*STATED GOAL*
Format every line of the items below as a Markdown table with the columns No. and Entry, giving each line a row number in order and leaving out blank lines.

================

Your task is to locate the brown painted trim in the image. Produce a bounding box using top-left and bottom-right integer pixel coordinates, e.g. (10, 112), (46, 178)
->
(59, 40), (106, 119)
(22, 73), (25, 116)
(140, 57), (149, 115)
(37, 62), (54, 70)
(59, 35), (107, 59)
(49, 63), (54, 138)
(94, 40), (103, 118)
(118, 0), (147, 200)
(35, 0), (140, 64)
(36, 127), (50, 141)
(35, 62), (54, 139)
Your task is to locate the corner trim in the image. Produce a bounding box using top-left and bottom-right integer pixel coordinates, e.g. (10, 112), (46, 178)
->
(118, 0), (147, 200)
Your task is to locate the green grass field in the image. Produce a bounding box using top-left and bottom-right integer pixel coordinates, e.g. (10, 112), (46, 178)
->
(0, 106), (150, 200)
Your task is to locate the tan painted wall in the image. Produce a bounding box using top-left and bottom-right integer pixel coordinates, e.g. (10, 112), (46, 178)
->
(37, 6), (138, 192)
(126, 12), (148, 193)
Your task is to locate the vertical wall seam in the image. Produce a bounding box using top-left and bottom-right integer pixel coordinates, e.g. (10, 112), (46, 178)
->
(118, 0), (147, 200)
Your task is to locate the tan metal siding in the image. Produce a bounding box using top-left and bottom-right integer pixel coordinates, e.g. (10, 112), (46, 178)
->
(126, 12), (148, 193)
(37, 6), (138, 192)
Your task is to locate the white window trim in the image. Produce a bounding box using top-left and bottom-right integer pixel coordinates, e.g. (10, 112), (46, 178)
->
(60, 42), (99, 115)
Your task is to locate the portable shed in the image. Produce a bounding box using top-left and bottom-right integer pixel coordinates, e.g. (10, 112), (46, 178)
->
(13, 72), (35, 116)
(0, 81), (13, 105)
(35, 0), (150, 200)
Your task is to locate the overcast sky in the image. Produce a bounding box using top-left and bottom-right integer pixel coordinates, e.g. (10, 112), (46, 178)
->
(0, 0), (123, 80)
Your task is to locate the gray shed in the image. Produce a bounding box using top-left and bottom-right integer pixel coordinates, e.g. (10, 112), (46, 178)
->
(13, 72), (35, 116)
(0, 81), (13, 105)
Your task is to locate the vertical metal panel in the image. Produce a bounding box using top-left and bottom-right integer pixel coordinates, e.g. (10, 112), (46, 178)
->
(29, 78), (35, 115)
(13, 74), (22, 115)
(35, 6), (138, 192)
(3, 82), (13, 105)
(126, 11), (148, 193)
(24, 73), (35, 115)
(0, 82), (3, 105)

================

*COMPLETE OUTPUT*
| No. | Entry |
|---|---|
| 1 | Your task is to locate the brown painted trim in the image. Produce a bounding box using top-left and bottom-right integer pixel coordinates, e.g. (10, 112), (46, 178) |
| 2 | -> |
| 3 | (59, 40), (106, 119) |
| 4 | (22, 73), (25, 116) |
| 5 | (140, 57), (149, 115) |
| 6 | (37, 62), (54, 70) |
| 7 | (59, 35), (107, 59) |
| 8 | (49, 63), (54, 138) |
| 9 | (94, 40), (103, 118) |
| 10 | (118, 0), (147, 200) |
| 11 | (35, 0), (140, 64) |
| 12 | (36, 127), (50, 141) |
| 13 | (35, 62), (54, 139) |
| 14 | Your task is to locate the corner trim in the image. Produce a bounding box using top-left and bottom-right integer pixel coordinates, e.g. (10, 112), (46, 178) |
| 15 | -> |
| 16 | (118, 0), (147, 200) |
| 17 | Your task is to locate the green grass field in the image. Produce a bounding box using top-left and bottom-right integer pixel coordinates, e.g. (10, 112), (46, 178) |
| 18 | -> |
| 19 | (0, 106), (150, 200) |
| 20 | Your task is to locate the tan painted wall in the image. Produce a bounding box using top-left and bottom-right integer pixel coordinates, e.g. (10, 112), (46, 178) |
| 21 | -> |
| 22 | (37, 6), (138, 192) |
| 23 | (126, 12), (148, 193) |
| 24 | Your task is to locate the vertical wall seam in the image. Produce a bounding box using top-left and bottom-right integer pixel coordinates, e.g. (10, 112), (46, 178) |
| 25 | -> |
| 26 | (118, 0), (147, 200) |
| 27 | Your task is to locate the tan metal siding in the image. Produce a bounding box using top-left and bottom-right integer pixel coordinates, e.g. (10, 112), (46, 178) |
| 28 | -> |
| 29 | (126, 12), (148, 193) |
| 30 | (37, 6), (138, 192) |
| 31 | Your task is to locate the white window trim in the image. Produce a bounding box using top-left and bottom-right integer pixel coordinates, e.g. (10, 112), (46, 178) |
| 32 | -> |
| 33 | (60, 42), (99, 115) |
| 34 | Your task is to locate the portable shed in the image. Produce a bounding box using top-left and bottom-right integer pixel coordinates, e.g. (10, 112), (46, 178) |
| 35 | -> |
| 36 | (13, 72), (35, 116) |
| 37 | (0, 81), (13, 105) |
| 38 | (35, 0), (150, 200) |
| 39 | Your task is to locate the overcast sky in the image. Produce a bounding box using top-left and bottom-right integer pixel coordinates, e.g. (10, 112), (46, 178) |
| 40 | -> |
| 41 | (0, 0), (123, 80) |
| 42 | Your task is to locate the gray shed in the image. Produce a bounding box using top-left and bottom-right integer pixel coordinates, e.g. (10, 112), (46, 178) |
| 43 | -> |
| 44 | (13, 72), (35, 116) |
| 45 | (0, 81), (13, 105) |
| 46 | Your task is to locate the vertical metal panel in the image. Produce a bounding box using top-left and bottom-right integer pixel coordinates, e.g. (10, 112), (46, 178) |
| 47 | -> |
| 48 | (29, 78), (35, 115) |
| 49 | (13, 74), (22, 115) |
| 50 | (35, 6), (138, 192) |
| 51 | (3, 82), (13, 105) |
| 52 | (126, 11), (148, 193) |
| 53 | (24, 73), (35, 115) |
| 54 | (0, 82), (3, 105) |